Extract provided
=-=-=
Cuts also include the elimination of corporate subsidies for research and investment. These subsidies come to corporations in the form of tax breaks, industrial revenue bonds, and tax increment financing designed to woo businesses to particular regions to create and increase jobs. The only problem with "corporate welfare," the "socialistic program" debate name for these subsidies, has been in the area of monitoring and accountability - a problem that is actively being addressed.

In 1995, MAPA (Minnesota Alliance for Progressive Action) won the first comprehensive subsidy disclosure law. And Good Jobs First documented that at least 36 states, 26 cities and five counties all attach job quality standards to these subsidies, which is an 11-fold increase since 1994. While Bush claims he does not want any "ornaments" on his "Christmas Tree" (budget proposal), those big corporations, who benefit from these government incentives, may be your employer who require these subsidies to continue to develop their business so that they can give you a paycheck. Jobs are the critical success factor for creating prosperity. The wealth that this country creates results from those who contribute taxes to Uncle Sam. And, as anyone would agree, job security is far more important than a tax cut: you have to have a job to get one.
=-=-=
Saved entries
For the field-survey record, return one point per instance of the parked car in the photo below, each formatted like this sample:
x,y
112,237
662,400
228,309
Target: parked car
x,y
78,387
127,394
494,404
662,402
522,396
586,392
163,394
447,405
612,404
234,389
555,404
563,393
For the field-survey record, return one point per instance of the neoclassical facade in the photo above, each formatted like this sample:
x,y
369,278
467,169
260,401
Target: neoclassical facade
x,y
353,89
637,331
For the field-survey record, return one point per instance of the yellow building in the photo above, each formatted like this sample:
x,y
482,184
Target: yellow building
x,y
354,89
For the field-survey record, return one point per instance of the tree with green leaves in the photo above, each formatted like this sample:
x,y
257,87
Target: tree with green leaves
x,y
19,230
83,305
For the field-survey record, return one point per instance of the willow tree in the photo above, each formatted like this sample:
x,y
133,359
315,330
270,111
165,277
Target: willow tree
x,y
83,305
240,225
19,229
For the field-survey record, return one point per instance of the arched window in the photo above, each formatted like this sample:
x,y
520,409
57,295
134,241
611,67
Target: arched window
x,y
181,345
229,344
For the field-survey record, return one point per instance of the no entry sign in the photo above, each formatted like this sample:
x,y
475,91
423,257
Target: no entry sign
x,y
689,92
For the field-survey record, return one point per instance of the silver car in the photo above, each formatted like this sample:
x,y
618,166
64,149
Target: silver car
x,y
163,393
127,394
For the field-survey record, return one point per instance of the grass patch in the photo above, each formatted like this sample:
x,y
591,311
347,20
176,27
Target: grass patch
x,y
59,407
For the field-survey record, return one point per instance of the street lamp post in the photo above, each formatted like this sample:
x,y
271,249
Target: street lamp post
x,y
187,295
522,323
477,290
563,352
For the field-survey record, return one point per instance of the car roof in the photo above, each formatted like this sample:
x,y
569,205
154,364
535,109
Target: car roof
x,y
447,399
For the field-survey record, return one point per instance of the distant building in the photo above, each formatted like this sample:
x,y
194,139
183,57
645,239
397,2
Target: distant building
=-=-=
What to do
1) In the passage on corporate subsidies, what did MAPA win in 1995?
2) Rewrite everything from "Cuts also include" down to "actively being addressed." in the passage on corporate subsidies, replacing "woo" with "attract".

Task responses
1) The first comprehensive subsidy disclosure law.

2)
Cuts also include the elimination of corporate subsidies for research and investment. These subsidies come to corporations in the form of tax breaks, industrial revenue bonds, and tax increment financing designed to attract businesses to particular regions to create and increase jobs. The only problem with "corporate welfare," the "socialistic program" debate name for these subsidies, has been in the area of monitoring and accountability - a problem that is actively being addressed.